- Instructions to follow: Please count the lines in the data below that contain the string "rock", matching case exactly, and reply with the number alone.

- Source records:
===============
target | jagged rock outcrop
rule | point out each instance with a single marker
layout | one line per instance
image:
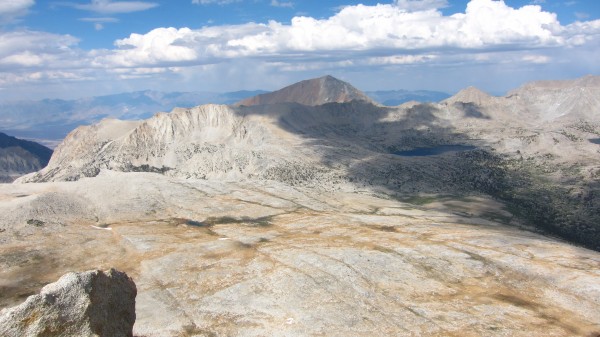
===============
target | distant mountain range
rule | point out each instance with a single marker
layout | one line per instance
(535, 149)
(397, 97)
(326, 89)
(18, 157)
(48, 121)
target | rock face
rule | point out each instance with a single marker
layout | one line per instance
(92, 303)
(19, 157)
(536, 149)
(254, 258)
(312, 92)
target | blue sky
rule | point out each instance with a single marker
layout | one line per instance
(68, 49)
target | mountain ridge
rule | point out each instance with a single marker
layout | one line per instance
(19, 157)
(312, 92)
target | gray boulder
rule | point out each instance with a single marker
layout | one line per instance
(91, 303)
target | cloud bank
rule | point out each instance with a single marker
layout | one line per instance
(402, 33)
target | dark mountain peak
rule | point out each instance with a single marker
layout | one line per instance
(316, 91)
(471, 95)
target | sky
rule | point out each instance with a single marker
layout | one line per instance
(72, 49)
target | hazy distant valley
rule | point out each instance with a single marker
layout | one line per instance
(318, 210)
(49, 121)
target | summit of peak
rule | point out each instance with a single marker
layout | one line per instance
===============
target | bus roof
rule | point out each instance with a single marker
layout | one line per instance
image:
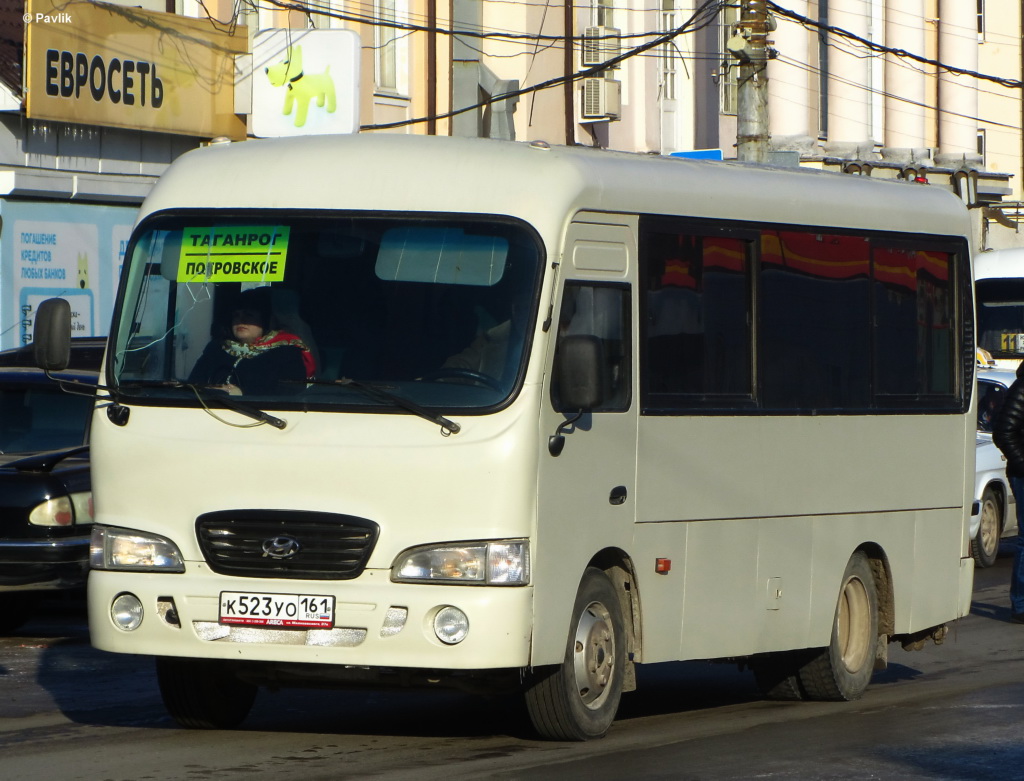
===============
- Finished exercise: 2